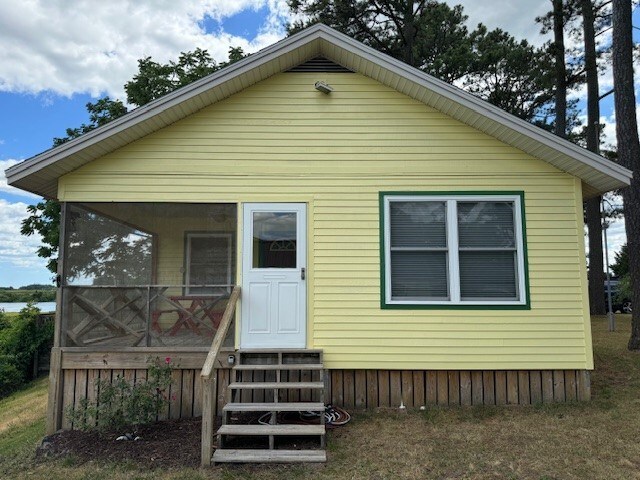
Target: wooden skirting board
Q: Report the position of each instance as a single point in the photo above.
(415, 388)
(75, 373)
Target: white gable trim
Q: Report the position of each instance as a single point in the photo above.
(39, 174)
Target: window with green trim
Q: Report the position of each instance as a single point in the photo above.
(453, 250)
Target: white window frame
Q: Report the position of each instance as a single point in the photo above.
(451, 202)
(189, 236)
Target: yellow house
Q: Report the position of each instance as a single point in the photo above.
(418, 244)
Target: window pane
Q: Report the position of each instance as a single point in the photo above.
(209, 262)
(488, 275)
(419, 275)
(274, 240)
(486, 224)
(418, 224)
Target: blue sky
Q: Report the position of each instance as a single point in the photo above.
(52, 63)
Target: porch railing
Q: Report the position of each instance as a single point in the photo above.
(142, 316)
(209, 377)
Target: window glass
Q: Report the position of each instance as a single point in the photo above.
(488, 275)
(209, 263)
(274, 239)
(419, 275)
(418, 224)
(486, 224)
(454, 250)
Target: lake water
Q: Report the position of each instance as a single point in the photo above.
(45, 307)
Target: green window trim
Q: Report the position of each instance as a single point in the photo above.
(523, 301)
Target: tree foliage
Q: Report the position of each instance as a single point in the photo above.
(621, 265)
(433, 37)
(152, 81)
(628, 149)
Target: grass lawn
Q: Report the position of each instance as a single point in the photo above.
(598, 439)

§ §

* [What you have to do]:
Rename "single point" to "single coordinate" everywhere it appears in the records above, and reproduce all the records with nothing else changed. Leave the pictures out of your answer.

* [Reply]:
Target: wooden skirting board
Q: Report the position of each instance as a single coordinate in the photo above.
(415, 388)
(75, 373)
Target: white gable trim
Q: Report the position of each instance as a single coordinate in the photo above.
(39, 174)
Target: window with green trim
Q: Report the position of each instance as a single coordinate in the photo above.
(453, 250)
Target: white window frame
Q: Report the position of each instance as a single coordinate in the photo above.
(451, 202)
(189, 236)
Target: yellow house
Q: Report the position of each instance as a single coordinate in the photo above.
(418, 244)
Target: window pane
Q: Report the position of each instance as a single coordinate in the photo above.
(209, 262)
(488, 275)
(419, 275)
(274, 240)
(486, 224)
(418, 224)
Target: blue sky
Q: Report the position of each instance as a single coordinate in the photo above.
(52, 63)
Target: porch railing
Q: Report the position of each instance as a single coordinate in the photo above.
(142, 316)
(209, 377)
Target: window glass
Q: Report the position of each instance as a single coordinate in the photo above.
(488, 275)
(209, 263)
(274, 239)
(419, 275)
(418, 224)
(486, 224)
(454, 250)
Target: lake water
Q: Report the position of each instance as a single coordinate in the photo above.
(45, 307)
Target: green window trim
Q: Report the position of each instance as a single coordinate in the photo above.
(523, 301)
Target: tree foliage
Q: Report the position of each instance as a single coordinate in the photo above.
(621, 265)
(433, 37)
(152, 81)
(628, 149)
Target: grass lawn
Q: Report the position of each instance as a single coordinate in the photo above.
(598, 439)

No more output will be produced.